▶ _GIVEN PROBLEM_: Reproduce word for word the part of the listing below that opens with the line containing "Where can you spot the dark chocolate chip" and closes with the line containing "column 4, row 99", including both of those lines. Leave the pictures out of your reply.

━━━ ENTRIES

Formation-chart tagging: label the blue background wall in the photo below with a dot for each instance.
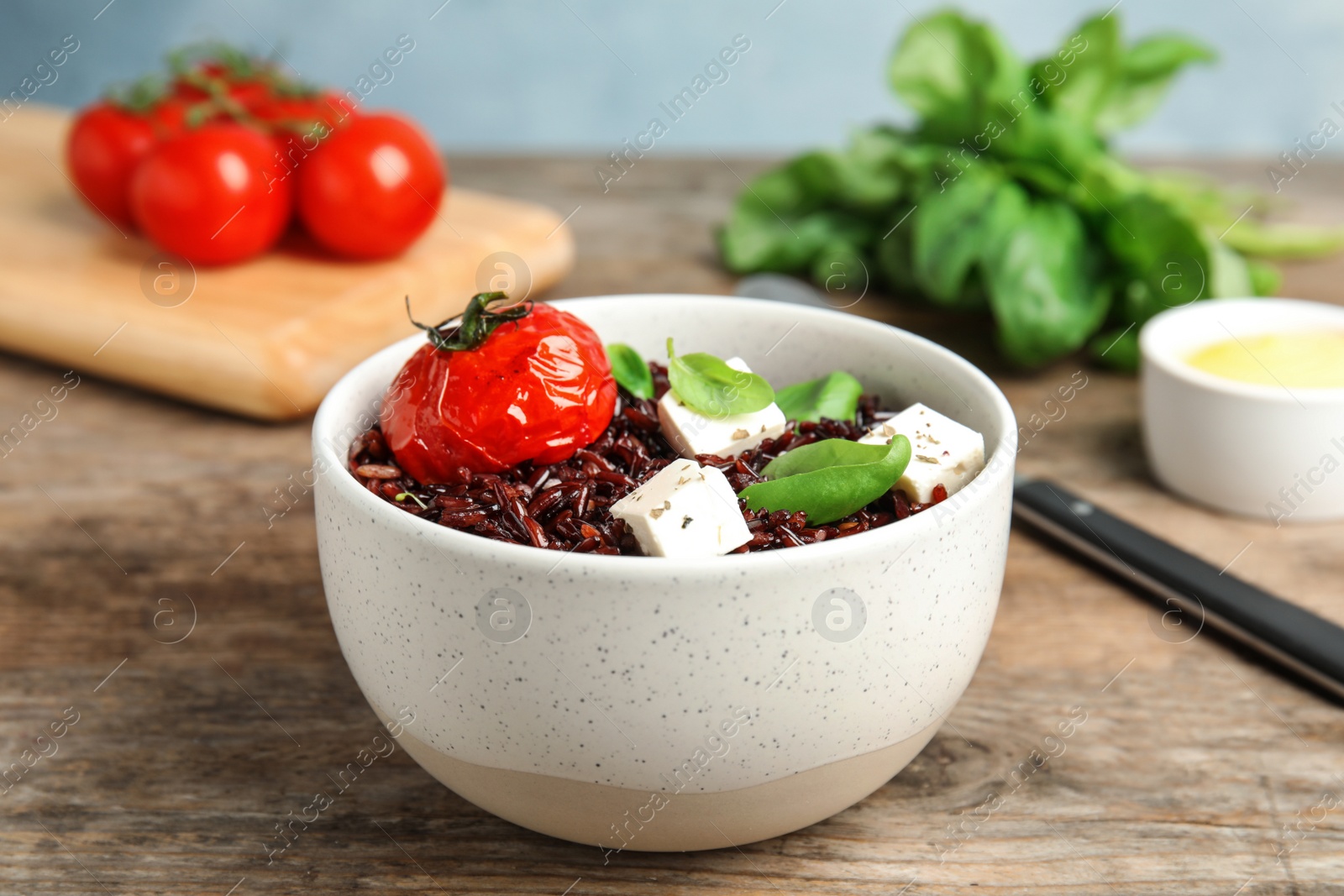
(580, 76)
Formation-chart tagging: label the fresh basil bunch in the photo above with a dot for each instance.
(1005, 196)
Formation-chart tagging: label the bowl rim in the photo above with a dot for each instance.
(911, 530)
(1178, 367)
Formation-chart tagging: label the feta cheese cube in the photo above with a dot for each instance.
(692, 432)
(944, 452)
(685, 511)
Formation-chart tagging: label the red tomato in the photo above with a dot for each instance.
(371, 187)
(213, 195)
(538, 389)
(102, 150)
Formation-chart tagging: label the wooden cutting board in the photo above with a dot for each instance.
(265, 338)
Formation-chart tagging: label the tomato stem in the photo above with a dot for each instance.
(468, 332)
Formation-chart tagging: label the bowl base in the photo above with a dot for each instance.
(620, 819)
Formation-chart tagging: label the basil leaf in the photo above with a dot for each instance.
(629, 369)
(1146, 73)
(835, 396)
(1042, 291)
(830, 479)
(706, 385)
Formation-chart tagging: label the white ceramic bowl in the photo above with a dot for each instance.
(659, 705)
(1257, 450)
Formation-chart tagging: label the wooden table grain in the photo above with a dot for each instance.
(160, 616)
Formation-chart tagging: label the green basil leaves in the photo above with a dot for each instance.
(629, 369)
(830, 479)
(706, 385)
(833, 396)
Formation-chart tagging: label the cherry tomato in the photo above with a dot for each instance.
(102, 152)
(538, 389)
(212, 194)
(370, 188)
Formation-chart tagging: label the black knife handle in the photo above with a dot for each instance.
(1288, 634)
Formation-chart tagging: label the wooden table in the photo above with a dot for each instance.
(127, 516)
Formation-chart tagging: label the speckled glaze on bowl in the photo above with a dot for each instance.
(655, 705)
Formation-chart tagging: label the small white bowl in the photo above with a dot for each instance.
(1268, 452)
(664, 705)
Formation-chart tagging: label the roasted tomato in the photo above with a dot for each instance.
(102, 152)
(521, 383)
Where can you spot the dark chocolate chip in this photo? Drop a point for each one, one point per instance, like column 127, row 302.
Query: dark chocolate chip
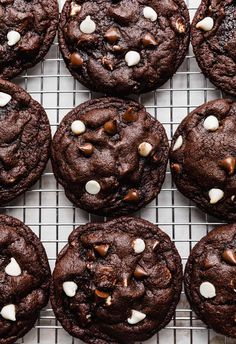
column 228, row 165
column 132, row 196
column 112, row 35
column 110, row 127
column 140, row 272
column 102, row 249
column 130, row 115
column 229, row 256
column 148, row 40
column 87, row 149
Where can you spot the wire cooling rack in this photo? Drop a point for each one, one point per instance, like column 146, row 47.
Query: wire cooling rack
column 52, row 217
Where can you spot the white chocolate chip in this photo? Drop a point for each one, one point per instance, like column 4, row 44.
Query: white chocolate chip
column 132, row 58
column 136, row 317
column 13, row 37
column 206, row 24
column 178, row 143
column 138, row 245
column 149, row 13
column 108, row 301
column 74, row 9
column 70, row 288
column 87, row 25
column 78, row 127
column 211, row 123
column 9, row 312
column 13, row 268
column 207, row 290
column 92, row 187
column 215, row 195
column 144, row 149
column 4, row 99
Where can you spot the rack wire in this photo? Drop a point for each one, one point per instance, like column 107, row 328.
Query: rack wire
column 52, row 217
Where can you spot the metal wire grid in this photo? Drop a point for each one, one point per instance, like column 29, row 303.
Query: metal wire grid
column 52, row 217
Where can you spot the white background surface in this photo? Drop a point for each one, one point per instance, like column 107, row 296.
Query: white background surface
column 47, row 211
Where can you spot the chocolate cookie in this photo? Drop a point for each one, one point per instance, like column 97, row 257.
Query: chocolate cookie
column 25, row 279
column 110, row 155
column 27, row 30
column 24, row 141
column 203, row 158
column 214, row 42
column 210, row 280
column 116, row 282
column 122, row 47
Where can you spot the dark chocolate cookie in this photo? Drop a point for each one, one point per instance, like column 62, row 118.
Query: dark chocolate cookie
column 110, row 155
column 24, row 141
column 25, row 279
column 27, row 30
column 210, row 280
column 214, row 42
column 116, row 282
column 122, row 47
column 203, row 158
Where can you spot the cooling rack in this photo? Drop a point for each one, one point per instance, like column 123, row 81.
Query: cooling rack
column 52, row 217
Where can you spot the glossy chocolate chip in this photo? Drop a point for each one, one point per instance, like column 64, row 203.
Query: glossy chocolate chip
column 112, row 35
column 110, row 127
column 148, row 40
column 229, row 256
column 102, row 249
column 131, row 196
column 87, row 149
column 228, row 165
column 76, row 60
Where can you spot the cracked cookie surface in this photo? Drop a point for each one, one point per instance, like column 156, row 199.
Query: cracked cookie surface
column 210, row 281
column 122, row 47
column 110, row 155
column 25, row 138
column 213, row 36
column 203, row 158
column 116, row 282
column 25, row 279
column 27, row 30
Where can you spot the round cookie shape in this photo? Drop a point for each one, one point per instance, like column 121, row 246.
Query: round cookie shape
column 117, row 164
column 27, row 30
column 25, row 138
column 122, row 294
column 213, row 35
column 25, row 279
column 123, row 47
column 203, row 158
column 210, row 282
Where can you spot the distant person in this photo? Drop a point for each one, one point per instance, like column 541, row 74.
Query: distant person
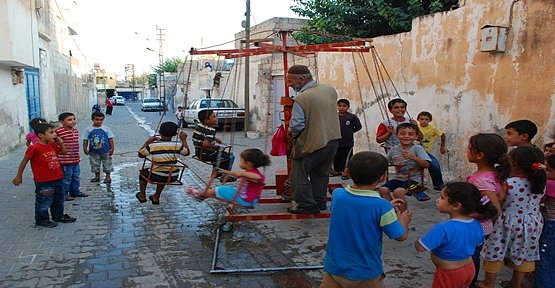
column 359, row 219
column 31, row 137
column 208, row 146
column 98, row 143
column 179, row 116
column 549, row 149
column 520, row 133
column 251, row 181
column 409, row 159
column 349, row 124
column 315, row 132
column 451, row 243
column 47, row 174
column 96, row 108
column 70, row 160
column 544, row 276
column 429, row 133
column 207, row 66
column 162, row 150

━━━━━━

▶ _ANSWER TO THE EXERCISE_:
Where can you spot the dark chocolate chip in this photo? Drop a point for each one, one point per instance, like column 127, row 302.
Query: dark chocolate chip
column 228, row 165
column 132, row 196
column 112, row 35
column 110, row 127
column 140, row 272
column 102, row 249
column 130, row 115
column 229, row 256
column 148, row 40
column 87, row 149
Where can you spot the wire cooling rack in this photo? Drop a point for each one, one point per instance, like column 146, row 47.
Query: wire cooling rack
column 52, row 217
Where can you spot the white chocolate chip in this photo? Drop a point for each one, one point per instance, like column 4, row 44.
Query: white chocolate chip
column 132, row 58
column 136, row 317
column 13, row 37
column 206, row 24
column 178, row 143
column 138, row 245
column 149, row 13
column 108, row 301
column 74, row 9
column 70, row 288
column 87, row 25
column 78, row 127
column 211, row 123
column 9, row 312
column 13, row 268
column 207, row 290
column 92, row 187
column 215, row 195
column 144, row 149
column 4, row 99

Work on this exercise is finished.